[begin Supplied records]

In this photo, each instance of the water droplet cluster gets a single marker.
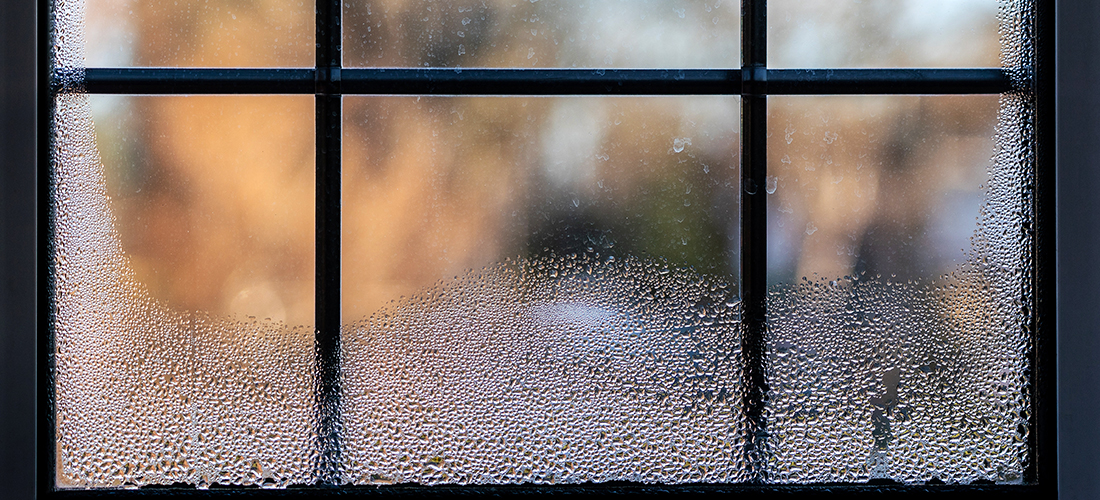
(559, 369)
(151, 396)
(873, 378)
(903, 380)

[end Supplied records]
[begin Supplied records]

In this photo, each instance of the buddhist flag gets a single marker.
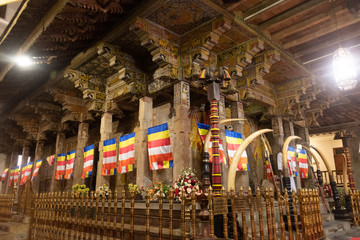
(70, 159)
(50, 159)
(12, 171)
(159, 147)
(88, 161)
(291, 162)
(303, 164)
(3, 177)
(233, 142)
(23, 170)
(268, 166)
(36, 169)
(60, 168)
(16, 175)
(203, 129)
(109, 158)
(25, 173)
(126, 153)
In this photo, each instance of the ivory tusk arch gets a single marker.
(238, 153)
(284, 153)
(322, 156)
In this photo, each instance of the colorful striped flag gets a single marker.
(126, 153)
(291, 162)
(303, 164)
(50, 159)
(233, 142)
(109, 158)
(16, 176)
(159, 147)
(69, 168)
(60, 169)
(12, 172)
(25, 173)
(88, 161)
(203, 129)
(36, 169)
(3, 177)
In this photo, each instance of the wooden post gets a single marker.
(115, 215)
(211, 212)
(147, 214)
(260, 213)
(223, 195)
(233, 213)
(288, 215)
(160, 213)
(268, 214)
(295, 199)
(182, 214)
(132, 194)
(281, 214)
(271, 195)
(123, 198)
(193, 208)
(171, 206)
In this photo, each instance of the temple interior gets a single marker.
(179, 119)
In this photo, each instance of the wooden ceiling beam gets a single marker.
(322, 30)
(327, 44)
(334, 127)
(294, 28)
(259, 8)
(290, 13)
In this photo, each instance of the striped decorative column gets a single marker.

[end Supplied records]
[begin Supplied records]

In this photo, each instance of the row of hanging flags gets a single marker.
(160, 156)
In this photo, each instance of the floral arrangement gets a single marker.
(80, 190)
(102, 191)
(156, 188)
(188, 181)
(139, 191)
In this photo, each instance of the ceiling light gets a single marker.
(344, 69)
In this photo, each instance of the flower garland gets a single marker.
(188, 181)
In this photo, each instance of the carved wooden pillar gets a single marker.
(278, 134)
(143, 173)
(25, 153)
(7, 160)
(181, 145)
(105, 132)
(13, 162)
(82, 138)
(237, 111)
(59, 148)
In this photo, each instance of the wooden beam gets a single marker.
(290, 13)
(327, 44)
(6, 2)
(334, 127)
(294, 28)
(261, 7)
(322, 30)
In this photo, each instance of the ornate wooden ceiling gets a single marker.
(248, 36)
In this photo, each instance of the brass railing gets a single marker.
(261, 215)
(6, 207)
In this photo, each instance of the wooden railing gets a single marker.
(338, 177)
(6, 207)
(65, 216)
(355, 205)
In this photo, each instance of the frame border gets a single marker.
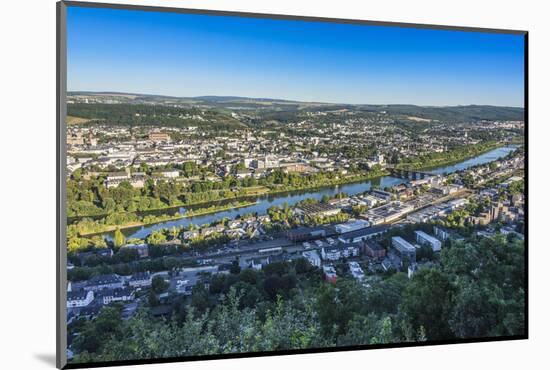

[end Supplied records]

Stated exercise → Reproduce the entries above word for word, beginning at the line that contains "In this photo, each instance of the wooden ceiling" and stopping after the line that contains "In this photo, each instance of the striped".

Output for this task →
In this photo, each instance of the wooden ceiling beam gets a single marker.
(322, 30)
(327, 44)
(334, 127)
(294, 28)
(259, 8)
(290, 13)
In this photo, each instance of the striped decorative column gets a single marker.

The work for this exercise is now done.